===== Document passage =====

When we arrived, a guy quickly approaches us and says that he is a guide here, and we have to have one to get in (Bullshit, of course). He showed us around in the two halls available for the public: the throne room and the dining room. Meanwhile, a music-video was recorded in the throne-room. We walked a bit around on our own and listened to the Indonesian music. The lead singer was a very big name in Indonesia and along he had a drummer, a violinist, dancing girls and a guitarist - everyone dressed in old traditional clothes. Niels had forgot his camera at the guesthouse, but we could have our picture taken here with a Polaroid camera for rs2500 (1.38$) and Kurt and I would like to bring one home with us very much. We asked the photographer if he would ask the dancing girls if they wanted to be on the picture too. In one of the pauses, we had a great picture taken of the 3 of us, two beautiful girls, the guitarist and the drummer - sitting on the throne!

While we were looking around, we said hello to a lot of people. The film-people showed us their equipment and we spoke some time with two highschool-girls, who learned English there - it is very few who speak English besides educated people. We were amazed that we did not see any white people. We had not seen any since the guesthouse - but Sumatra don't have many tourists. Well, we had to move on. While we waited 5 minutes below a portal for a rain-shower to stop, we read about a market which also had a shopping-complex. A lot of becaks offered their help, but the one we took, didn't want to go there - we think it was what he said. It was probably closed (or too far away ?) He had a better suggestion, so we went there.

===== Data listing =====

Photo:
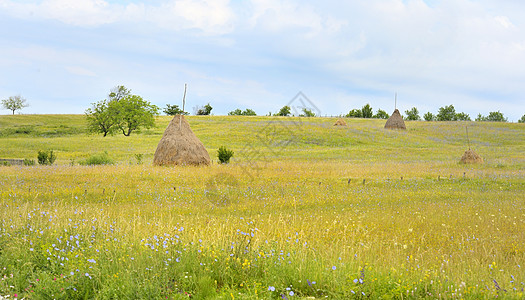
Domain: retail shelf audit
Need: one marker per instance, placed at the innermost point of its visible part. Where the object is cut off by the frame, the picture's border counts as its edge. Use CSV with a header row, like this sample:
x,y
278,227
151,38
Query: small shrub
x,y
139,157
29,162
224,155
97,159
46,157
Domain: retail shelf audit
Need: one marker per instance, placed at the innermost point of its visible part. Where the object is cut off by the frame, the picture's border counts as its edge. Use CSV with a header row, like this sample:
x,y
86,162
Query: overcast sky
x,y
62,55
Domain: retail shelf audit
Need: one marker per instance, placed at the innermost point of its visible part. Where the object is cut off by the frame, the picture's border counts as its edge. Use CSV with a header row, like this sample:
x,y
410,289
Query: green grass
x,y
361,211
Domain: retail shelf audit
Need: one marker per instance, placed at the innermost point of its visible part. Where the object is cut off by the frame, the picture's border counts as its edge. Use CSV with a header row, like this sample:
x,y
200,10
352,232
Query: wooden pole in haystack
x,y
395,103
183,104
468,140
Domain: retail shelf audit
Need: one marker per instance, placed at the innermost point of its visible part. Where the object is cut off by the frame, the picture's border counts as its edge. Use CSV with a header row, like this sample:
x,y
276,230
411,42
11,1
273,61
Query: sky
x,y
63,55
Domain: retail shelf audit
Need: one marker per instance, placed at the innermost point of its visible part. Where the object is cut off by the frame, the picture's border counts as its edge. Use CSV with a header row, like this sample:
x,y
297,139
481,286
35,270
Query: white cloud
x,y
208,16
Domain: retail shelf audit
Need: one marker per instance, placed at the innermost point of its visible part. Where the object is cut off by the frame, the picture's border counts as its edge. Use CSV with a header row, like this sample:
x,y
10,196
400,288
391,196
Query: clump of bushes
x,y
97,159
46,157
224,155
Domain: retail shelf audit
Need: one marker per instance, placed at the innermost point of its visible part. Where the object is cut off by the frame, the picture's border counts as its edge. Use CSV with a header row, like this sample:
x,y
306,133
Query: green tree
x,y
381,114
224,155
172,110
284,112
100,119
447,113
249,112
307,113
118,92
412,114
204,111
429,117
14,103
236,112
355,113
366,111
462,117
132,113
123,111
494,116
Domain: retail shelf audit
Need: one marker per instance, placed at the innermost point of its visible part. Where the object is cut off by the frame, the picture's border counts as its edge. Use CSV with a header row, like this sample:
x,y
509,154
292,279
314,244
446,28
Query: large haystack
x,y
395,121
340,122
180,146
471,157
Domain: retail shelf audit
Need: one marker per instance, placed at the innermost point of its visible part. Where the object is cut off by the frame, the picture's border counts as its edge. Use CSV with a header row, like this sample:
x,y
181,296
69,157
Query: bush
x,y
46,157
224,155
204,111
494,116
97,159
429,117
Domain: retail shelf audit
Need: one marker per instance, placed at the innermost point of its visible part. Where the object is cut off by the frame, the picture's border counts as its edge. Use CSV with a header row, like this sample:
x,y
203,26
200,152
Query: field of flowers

=====

## Required tasks
(a) In the travel account of the palace visit, what price was charged for a Polaroid picture?
(b) Carry the travel account of the palace visit in Sumatra forward from its last sentence.

## Replies
(a) rs2500 (1.38$)

(b)
It was a very modern complex - very much like in the west, except no white people here. Very funny to walk around, all the boys greeted us with a 'hello Mister', and the girls giggled and waved to us; yes, the girls seemed very interested in us - but well, we know we are gorgeous. We end up in a big restaurant/ kitchen, where they had a lot of Indonesian food. We had a solid 2-dishes meal; soup and seafood for about rs4000 (2.20$). It was really good. I was looking in my phrase book for the word 'delicious' (and the waitress smiled when I told her), but I also found the phrase 'I'm full, I want a banana', in Indonesian: 'Saya sudah kenyang, Saya ingin pisang'. We thought it was very funny, so for the rest of the trip, we gave everybody this line and people were very amused.

Next, we went into a supermarket and when we passed the perfume department, we were really startled. They had all the well known stuff, like Chanel No.5 for rs3800 (2.10$) and so on. They were made under license in Indonesia, but had the right scent. We thought we did not understand the prices and had to have them confirmed a couple of times by the employees.

We take a becak back and talk with Rene and read a bit. An older German man comes. He had travelled for 2 months on his own and he had a lot of good tips to give us. Later an elder German woman (independent from the former) comes. She came directly from Lake Toba (a lake on Sumatra) of which she could tell a lot. She had travelled 7 horrible hours by train which she definitely did not like. We got Input; lots of Input.

Day 37: Monday 4 March - Medan
Breakfast at 9am. We took a becak to Bank Negara Indonesia - we'd better get our Malaysian dollars changed. The rate was 693, but we looked around a bit and the bank opposite, Lippo Bank, changed at rate 696. Our book told us that BNI should have the best rates, but be sure to look around for your self.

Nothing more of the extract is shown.